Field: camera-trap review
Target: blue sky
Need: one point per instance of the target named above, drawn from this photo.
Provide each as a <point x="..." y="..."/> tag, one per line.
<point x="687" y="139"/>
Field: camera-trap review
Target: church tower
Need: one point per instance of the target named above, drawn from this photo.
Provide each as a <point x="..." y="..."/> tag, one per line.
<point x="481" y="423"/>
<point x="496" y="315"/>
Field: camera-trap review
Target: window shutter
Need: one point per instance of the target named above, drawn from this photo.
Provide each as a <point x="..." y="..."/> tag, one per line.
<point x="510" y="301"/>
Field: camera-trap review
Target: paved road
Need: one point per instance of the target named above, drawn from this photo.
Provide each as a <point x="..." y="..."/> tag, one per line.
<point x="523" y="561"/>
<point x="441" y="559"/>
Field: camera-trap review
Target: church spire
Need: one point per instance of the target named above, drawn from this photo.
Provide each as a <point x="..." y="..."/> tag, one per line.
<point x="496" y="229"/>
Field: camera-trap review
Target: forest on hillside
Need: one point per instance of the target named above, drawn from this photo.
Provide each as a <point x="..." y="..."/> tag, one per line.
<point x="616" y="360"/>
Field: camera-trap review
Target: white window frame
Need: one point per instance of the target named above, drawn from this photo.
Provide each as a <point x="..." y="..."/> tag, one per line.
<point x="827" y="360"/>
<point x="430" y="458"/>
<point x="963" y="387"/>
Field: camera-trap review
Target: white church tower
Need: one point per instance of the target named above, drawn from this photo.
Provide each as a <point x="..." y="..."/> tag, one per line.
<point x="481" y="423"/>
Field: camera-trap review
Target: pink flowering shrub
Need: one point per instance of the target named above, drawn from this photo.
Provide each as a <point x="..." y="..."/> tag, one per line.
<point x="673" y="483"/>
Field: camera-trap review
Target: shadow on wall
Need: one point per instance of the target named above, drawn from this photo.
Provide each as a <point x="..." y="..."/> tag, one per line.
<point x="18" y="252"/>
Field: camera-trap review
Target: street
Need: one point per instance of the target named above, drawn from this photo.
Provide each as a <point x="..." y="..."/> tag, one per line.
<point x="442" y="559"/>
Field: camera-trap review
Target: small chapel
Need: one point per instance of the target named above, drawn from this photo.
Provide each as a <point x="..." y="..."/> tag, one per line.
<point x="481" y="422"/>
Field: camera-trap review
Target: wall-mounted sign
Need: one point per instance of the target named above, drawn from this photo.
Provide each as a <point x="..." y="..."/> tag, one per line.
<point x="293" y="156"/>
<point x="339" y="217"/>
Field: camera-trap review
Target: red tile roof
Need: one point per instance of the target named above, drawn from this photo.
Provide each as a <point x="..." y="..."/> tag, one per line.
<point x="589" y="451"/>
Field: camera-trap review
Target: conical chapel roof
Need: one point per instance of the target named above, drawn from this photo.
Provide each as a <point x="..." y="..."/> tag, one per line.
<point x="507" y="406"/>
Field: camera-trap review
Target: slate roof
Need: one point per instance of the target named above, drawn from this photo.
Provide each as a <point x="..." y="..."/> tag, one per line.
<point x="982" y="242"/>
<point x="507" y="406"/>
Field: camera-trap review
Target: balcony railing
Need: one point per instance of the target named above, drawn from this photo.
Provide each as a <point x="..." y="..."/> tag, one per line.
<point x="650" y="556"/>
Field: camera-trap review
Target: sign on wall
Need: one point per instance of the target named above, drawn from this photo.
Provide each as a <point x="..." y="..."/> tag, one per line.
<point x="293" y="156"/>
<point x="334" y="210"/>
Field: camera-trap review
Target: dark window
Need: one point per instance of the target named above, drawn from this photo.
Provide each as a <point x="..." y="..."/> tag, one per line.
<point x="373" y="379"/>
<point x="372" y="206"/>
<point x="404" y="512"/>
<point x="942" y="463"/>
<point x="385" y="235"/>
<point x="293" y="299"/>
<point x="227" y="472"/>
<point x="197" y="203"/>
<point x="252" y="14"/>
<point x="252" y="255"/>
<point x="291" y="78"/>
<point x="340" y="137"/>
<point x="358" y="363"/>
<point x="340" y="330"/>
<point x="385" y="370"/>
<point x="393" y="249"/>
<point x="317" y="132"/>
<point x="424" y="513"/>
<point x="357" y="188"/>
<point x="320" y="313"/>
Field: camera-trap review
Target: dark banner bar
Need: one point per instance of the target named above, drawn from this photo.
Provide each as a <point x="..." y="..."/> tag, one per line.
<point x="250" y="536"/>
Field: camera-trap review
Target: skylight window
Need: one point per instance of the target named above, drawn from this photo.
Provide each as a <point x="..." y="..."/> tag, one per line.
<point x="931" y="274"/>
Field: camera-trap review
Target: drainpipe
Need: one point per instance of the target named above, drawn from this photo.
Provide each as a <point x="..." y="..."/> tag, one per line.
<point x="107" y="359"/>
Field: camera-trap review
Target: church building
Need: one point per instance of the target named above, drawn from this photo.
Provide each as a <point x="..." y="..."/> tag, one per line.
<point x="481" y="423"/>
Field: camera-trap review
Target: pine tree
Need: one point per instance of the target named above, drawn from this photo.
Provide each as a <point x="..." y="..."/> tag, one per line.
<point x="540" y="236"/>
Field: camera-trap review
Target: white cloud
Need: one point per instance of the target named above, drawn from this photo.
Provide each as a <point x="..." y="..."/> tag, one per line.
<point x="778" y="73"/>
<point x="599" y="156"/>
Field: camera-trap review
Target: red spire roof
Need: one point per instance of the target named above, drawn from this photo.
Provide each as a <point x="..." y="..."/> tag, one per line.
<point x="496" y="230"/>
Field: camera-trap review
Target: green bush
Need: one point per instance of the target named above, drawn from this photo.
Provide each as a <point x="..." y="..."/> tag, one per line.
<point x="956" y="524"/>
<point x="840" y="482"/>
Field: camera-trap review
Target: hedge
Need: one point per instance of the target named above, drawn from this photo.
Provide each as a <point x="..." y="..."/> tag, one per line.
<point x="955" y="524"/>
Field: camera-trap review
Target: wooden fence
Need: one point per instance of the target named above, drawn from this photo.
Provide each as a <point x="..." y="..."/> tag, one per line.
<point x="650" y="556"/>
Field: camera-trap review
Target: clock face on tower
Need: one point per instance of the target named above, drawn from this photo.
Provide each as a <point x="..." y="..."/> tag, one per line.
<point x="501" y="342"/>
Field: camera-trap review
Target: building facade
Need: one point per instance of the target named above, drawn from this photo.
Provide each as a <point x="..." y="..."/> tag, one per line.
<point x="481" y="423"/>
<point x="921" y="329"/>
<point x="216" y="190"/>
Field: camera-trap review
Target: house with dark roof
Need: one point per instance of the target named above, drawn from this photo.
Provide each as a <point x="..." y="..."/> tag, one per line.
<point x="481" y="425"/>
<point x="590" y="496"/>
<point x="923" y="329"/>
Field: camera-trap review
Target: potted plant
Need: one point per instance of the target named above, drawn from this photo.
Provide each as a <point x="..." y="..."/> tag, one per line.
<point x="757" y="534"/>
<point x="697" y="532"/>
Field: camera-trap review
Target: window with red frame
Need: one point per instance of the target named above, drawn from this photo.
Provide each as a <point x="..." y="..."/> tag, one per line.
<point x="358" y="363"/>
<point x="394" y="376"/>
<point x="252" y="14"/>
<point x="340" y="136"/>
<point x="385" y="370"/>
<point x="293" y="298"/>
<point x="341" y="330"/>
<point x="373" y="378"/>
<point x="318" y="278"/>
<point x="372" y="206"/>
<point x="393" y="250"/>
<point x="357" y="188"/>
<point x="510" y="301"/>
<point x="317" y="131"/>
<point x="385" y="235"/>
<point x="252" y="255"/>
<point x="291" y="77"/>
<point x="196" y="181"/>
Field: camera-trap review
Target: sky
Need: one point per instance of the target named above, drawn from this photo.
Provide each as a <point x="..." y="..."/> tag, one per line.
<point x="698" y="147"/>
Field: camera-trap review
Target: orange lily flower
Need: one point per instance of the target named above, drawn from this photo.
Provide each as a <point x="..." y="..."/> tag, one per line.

........

**Set task**
Please gather every line of the material above that contains the word "frame", and copy each of those lines unchanged.

**Solution below**
Target: white window frame
Target: window with red frame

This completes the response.